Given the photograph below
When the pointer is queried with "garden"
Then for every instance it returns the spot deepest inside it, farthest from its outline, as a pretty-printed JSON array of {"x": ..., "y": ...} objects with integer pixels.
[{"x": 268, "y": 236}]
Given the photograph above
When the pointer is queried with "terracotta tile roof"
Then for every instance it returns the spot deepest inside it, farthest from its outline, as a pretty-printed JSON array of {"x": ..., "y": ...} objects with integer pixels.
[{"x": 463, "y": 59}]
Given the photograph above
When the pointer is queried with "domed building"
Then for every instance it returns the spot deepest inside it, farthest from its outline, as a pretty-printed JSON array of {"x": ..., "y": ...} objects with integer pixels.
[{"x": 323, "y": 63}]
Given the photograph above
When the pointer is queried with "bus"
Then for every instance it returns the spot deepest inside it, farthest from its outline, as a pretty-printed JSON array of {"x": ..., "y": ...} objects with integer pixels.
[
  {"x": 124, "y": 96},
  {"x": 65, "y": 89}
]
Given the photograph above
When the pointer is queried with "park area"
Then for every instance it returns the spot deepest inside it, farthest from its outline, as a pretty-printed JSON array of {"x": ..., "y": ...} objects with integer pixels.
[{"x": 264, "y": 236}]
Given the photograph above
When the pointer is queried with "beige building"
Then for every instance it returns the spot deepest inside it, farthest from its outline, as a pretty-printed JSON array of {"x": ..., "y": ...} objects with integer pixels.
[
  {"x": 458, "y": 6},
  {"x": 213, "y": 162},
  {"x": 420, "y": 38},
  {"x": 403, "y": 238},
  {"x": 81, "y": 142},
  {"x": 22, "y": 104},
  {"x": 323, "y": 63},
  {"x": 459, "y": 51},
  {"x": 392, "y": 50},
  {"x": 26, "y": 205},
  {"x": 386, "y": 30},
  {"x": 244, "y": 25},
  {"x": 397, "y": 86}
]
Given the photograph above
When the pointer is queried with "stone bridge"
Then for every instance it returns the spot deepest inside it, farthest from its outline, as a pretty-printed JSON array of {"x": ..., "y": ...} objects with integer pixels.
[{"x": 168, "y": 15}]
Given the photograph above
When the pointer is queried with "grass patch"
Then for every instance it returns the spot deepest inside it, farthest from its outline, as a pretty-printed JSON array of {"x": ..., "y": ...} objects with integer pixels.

==================================================

§ **Task goal**
Extract the full listing and reproduce each line exactly.

§ **Exercise response**
Given the photograph below
When the pointer is queried with "garden"
Then for every instance it returns the spot deepest inside it, farthest from its outline, as a pretty-printed JSON array of {"x": ..., "y": ...} objects with integer pixels.
[{"x": 268, "y": 236}]
Given the photograph above
When the pointer is queried with "terracotta tile roof"
Then for every instance it returns the spot deepest inside it, farthest from its outline, as a pretty-printed JSON array of {"x": ..., "y": ...} objects with integer pixels.
[{"x": 463, "y": 59}]
Given the photograph above
When the pointer is queried with "domed building"
Then for every instance it returns the spot deepest inside it, farthest from its outline, as a pretty-printed JSON array of {"x": ..., "y": ...} objects with integer pixels.
[{"x": 323, "y": 63}]
Given the photograph above
When the pointer is queried with "bus"
Then for every instance it returns the spot deepest inside it, farthest from its outline, as a pretty-printed JSON array of {"x": ..., "y": ...} objects with integer pixels.
[
  {"x": 124, "y": 96},
  {"x": 65, "y": 89}
]
Given the photograph above
When the pointer is queried with "park area"
Then for every instance it returns the spot deepest inside it, farthest from its outline, as a pretty-printed JSON array of {"x": ..., "y": ...} objects with integer pixels.
[{"x": 264, "y": 236}]
Given the photograph above
When the pointer is queried with "beige building"
Then for every instance it returns the spot deepest inside it, farthest from its outline, as a pretty-printed JSON array of {"x": ..., "y": ...} objects with integer pixels.
[
  {"x": 458, "y": 6},
  {"x": 213, "y": 162},
  {"x": 420, "y": 38},
  {"x": 403, "y": 238},
  {"x": 81, "y": 142},
  {"x": 22, "y": 104},
  {"x": 323, "y": 63},
  {"x": 459, "y": 51},
  {"x": 392, "y": 50},
  {"x": 26, "y": 205},
  {"x": 386, "y": 30},
  {"x": 244, "y": 25},
  {"x": 397, "y": 86}
]
Given the photograph above
When the pointer is queried with "stone bridge"
Then for every instance it returns the spot deepest inside it, farthest from its outline, as a pretty-printed JSON array of {"x": ..., "y": ...} objects with integer pixels.
[{"x": 168, "y": 15}]
Given the photograph above
When the pointer is queried with "grass patch"
Then for every instance it returns the spot deepest inside it, farthest from its outline, as a pretty-printed JSON array of {"x": ..., "y": ...} objects with integer pixels.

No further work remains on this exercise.